■ Stored data entries:
╭──

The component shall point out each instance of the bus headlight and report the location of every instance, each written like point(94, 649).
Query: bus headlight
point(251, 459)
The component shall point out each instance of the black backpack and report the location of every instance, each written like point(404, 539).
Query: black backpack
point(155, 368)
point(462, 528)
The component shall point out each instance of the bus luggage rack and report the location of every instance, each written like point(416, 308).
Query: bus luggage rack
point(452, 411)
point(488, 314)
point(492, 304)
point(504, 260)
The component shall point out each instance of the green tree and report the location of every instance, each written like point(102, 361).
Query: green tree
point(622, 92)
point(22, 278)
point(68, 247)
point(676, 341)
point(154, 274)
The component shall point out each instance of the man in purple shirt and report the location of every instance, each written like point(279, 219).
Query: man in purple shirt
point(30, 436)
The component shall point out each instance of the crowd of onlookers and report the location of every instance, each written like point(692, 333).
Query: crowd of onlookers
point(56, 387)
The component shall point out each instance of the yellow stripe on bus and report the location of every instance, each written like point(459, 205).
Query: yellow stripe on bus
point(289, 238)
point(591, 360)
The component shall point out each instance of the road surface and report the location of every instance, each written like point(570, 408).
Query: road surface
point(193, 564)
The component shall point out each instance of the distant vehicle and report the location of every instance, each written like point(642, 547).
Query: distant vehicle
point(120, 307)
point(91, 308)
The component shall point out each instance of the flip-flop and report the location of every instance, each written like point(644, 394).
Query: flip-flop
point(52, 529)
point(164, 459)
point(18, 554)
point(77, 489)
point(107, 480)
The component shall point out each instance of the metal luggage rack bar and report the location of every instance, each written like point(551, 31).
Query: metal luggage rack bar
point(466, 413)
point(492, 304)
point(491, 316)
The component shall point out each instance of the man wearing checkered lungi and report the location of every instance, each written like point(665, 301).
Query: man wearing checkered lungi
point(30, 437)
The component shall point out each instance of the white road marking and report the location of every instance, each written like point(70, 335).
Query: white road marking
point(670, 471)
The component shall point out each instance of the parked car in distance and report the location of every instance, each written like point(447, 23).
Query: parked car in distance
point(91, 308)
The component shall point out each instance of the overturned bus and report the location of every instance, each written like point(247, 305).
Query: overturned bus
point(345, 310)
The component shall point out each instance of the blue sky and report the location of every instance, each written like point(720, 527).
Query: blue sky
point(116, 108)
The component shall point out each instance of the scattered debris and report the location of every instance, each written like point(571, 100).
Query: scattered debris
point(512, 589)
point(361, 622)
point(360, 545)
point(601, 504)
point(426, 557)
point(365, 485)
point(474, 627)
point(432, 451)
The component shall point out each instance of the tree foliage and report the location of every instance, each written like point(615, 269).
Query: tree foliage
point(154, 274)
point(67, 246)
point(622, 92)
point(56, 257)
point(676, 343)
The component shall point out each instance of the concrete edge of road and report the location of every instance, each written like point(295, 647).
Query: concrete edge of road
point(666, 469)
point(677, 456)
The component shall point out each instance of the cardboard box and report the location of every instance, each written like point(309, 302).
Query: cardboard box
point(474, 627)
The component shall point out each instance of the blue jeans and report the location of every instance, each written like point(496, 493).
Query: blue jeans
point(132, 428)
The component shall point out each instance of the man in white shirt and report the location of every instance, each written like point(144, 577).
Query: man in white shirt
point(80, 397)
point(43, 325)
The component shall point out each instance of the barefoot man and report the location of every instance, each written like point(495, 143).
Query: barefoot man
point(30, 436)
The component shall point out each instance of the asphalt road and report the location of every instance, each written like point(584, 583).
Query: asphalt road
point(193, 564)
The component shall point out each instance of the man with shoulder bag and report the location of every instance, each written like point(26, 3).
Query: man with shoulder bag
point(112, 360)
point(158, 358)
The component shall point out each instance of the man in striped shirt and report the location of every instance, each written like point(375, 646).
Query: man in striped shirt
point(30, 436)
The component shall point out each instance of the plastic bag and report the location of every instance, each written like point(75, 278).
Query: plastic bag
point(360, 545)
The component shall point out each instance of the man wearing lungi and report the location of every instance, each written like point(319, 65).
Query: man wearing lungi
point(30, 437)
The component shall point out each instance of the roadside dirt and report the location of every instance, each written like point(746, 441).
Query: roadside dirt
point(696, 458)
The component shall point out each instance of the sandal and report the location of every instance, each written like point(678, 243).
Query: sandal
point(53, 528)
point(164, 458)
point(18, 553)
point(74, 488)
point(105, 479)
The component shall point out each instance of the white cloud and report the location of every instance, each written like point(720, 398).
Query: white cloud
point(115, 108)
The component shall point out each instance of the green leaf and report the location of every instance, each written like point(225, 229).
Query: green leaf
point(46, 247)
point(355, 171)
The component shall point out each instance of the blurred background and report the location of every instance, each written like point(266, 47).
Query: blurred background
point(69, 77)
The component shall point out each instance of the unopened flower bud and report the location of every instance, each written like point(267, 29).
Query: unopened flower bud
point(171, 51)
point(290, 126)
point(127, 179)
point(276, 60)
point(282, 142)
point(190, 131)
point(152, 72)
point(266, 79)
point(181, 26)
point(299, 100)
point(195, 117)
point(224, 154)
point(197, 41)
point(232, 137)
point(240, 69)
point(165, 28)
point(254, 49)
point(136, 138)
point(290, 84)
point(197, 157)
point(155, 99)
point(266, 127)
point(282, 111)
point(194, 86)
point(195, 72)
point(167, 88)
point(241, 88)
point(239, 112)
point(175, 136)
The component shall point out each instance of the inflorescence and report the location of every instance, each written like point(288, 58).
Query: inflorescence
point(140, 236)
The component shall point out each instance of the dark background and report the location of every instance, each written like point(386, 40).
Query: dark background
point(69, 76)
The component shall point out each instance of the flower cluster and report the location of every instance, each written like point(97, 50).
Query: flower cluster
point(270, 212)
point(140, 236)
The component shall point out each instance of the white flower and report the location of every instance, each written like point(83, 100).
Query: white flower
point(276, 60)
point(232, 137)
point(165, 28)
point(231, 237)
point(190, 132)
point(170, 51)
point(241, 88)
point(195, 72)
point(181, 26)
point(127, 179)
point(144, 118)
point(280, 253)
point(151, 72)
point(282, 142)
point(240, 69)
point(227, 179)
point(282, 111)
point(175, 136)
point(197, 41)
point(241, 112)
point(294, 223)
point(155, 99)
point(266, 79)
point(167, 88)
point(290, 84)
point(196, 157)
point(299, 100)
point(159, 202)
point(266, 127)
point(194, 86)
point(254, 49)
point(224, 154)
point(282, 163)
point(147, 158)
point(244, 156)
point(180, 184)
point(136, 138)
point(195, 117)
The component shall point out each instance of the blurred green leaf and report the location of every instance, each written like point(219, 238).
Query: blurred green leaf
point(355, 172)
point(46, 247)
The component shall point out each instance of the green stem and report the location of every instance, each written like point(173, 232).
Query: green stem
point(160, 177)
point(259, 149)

╰──

Reproduce every line of the records above word for word.

The component shall point out each instance of the bus headlight and report the location of every instance, each written like point(94, 649).
Query: bus headlight
point(251, 459)
The component shall point out each instance of the black backpack and report the location of every instance, each written like point(404, 539).
Query: black backpack
point(155, 368)
point(462, 528)
The component shall point out each instance of the bus luggage rack and report the location of every instance, each written like point(416, 308).
Query: bus luggage rack
point(452, 411)
point(488, 314)
point(492, 304)
point(504, 260)
The component shall point out each instance of the green tree and report the location of every instance, each written like point(102, 361).
Query: green tree
point(622, 92)
point(22, 278)
point(68, 247)
point(676, 341)
point(154, 274)
The component shall point out each instance of the man in purple shirt and report the location of every instance, each written like point(279, 219).
Query: man in purple shirt
point(30, 436)
The component shall point out each instance of the crowd of onlookers and report the location of every instance, each written like point(692, 333).
Query: crowd of onlookers
point(56, 387)
The component shall point out each instance of the yellow stripe on bus and report the location of every instance, each written like point(459, 205).
Query: yellow stripe on bus
point(289, 238)
point(591, 360)
The component shall point out each instance of the road surface and report the location of every instance, each written like point(570, 408).
Query: road surface
point(193, 564)
The component shall point out each instance of the distant vehicle and report the location of every instance, each written like point(642, 547).
Query: distant vehicle
point(120, 307)
point(91, 308)
The component shall point out each instance of the flip-flop and report the location of every instance, each written like point(644, 394).
Query: flip-flop
point(52, 529)
point(164, 459)
point(18, 554)
point(77, 489)
point(107, 480)
The component shall point out each instance of the metal luggage rack bar and report the location of every instance, each written like point(551, 31).
Query: metal luggage rack bar
point(466, 413)
point(492, 304)
point(491, 316)
The component shall point out each instance of the man wearing checkered lungi and report the location of every instance, each written like point(665, 301).
Query: man wearing checkered lungi
point(30, 437)
The component shall point out each instance of the white road marking and report the location of every instance, each written like point(70, 335).
Query: white road marking
point(670, 471)
The component shall point out each instance of the parked car in distance and report the location of every instance, each written like point(447, 23).
Query: parked car in distance
point(91, 308)
The component shall point out each instance of the overturned bus and report the location of every instance, each written like point(247, 305).
Query: overturned bus
point(345, 310)
The component shall point out each instance of the blue sky and report the location of every instance, each written like point(720, 527).
Query: blue sky
point(116, 108)
The component shall point out each instance of the scattered debris and report the location of every instance, each written like point(571, 100).
Query: scattered debris
point(512, 589)
point(361, 622)
point(360, 545)
point(601, 504)
point(426, 557)
point(365, 485)
point(474, 627)
point(432, 451)
The component shall point out each instance of the tree foliage and report the location of every instance, each written like point(615, 269).
Query: tree foliage
point(154, 274)
point(67, 246)
point(622, 92)
point(56, 257)
point(676, 343)
The component shall point out each instance of the concrete edge of road and report the location of every instance, each written like point(295, 647).
Query: concrete edge of road
point(666, 469)
point(677, 456)
The component shall point out each instance of the cardboard box and report the location of every instance, each written like point(309, 302).
Query: cardboard box
point(474, 627)
The component shall point out each instance of the blue jeans and report the location of every instance, each written like point(496, 493).
Query: blue jeans
point(132, 428)
The component shall point out each instance of the man in white shirt and report the location of every instance, each written like point(144, 577).
Query: man in white shirt
point(80, 397)
point(43, 325)
The component shall point out each instance of the barefoot man and report the location of every instance, each written like point(495, 143).
Query: barefoot man
point(30, 436)
The component shall point out each instance of the asphalt road and report the location of every instance, each written like point(584, 583).
Query: asphalt road
point(193, 564)
The component shall point out each instance of the man with shoulder bag and report the location of every instance, each written like point(26, 3).
Query: man with shoulder bag
point(112, 360)
point(158, 358)
The component shall point out each instance of the man in striped shirt and report the location of every instance, each written like point(375, 646).
Query: man in striped shirt
point(30, 436)
The component shall point out each instance of the plastic bag and report the location of every instance, each written like point(75, 278).
Query: plastic bag
point(360, 545)
The component shall point out each instance of the man wearing lungi and report the location of every instance, each written like point(319, 65).
Query: man wearing lungi
point(30, 437)
The component shall point out each instance of the roadside dirt and report the location of every instance, each written like point(746, 441).
Query: roadside dirt
point(696, 458)
The component shall point out each instance of the sandal and report the location of every instance, each written like point(678, 243).
Query: sandal
point(53, 528)
point(164, 458)
point(18, 553)
point(74, 488)
point(105, 479)
The component shall point out each instance of the white cloud and report the location of every instance, each written like point(720, 398).
Query: white cloud
point(115, 108)
The component shall point out each instance of the green leaf and report the location of every instance, each written like point(225, 229).
Query: green leaf
point(46, 247)
point(355, 171)
The component shall point out each instance of the blurred background and report the location of every instance, each written like point(266, 47).
Query: blurred background
point(69, 77)
The component shall point out each instance of the unopened flower bud and report the location of every instance, each written like point(267, 29).
Query: unopened flower bud
point(171, 51)
point(290, 126)
point(127, 179)
point(276, 60)
point(282, 142)
point(190, 131)
point(152, 72)
point(266, 79)
point(181, 26)
point(299, 100)
point(195, 117)
point(224, 154)
point(197, 41)
point(232, 137)
point(240, 69)
point(165, 28)
point(254, 49)
point(136, 138)
point(290, 84)
point(197, 157)
point(155, 99)
point(266, 127)
point(282, 111)
point(194, 86)
point(195, 72)
point(167, 88)
point(241, 88)
point(239, 112)
point(175, 136)
The component shall point out each instance of the inflorescence and report the location of every instance, each written like point(288, 58).
Query: inflorescence
point(140, 236)
The component shall point out each instance of the dark background and report the location of every instance, each written like point(386, 40).
Query: dark background
point(69, 76)
The component shall point out each instance of the flower cluster and report the location of every instance, each written like point(97, 50).
Query: flower cluster
point(270, 212)
point(140, 236)
The component shall point out each instance of the white flower and report the location of every instance, each written like point(83, 100).
Query: white flower
point(276, 60)
point(232, 137)
point(165, 28)
point(231, 237)
point(190, 132)
point(170, 51)
point(241, 88)
point(195, 72)
point(181, 26)
point(127, 179)
point(144, 118)
point(280, 253)
point(151, 72)
point(282, 142)
point(240, 69)
point(227, 179)
point(282, 111)
point(175, 136)
point(197, 41)
point(241, 112)
point(294, 223)
point(155, 99)
point(266, 79)
point(167, 88)
point(290, 84)
point(196, 157)
point(299, 100)
point(159, 202)
point(266, 127)
point(194, 86)
point(254, 49)
point(224, 154)
point(282, 163)
point(147, 158)
point(244, 156)
point(180, 184)
point(136, 138)
point(195, 117)
The component shall point out each instance of the blurred green leaf and report the location of every instance, each written like point(219, 238).
Query: blurred green leaf
point(355, 172)
point(46, 247)
The component shall point out each instance of the green stem and report the location of every instance, each written like point(173, 232).
Query: green stem
point(160, 177)
point(259, 149)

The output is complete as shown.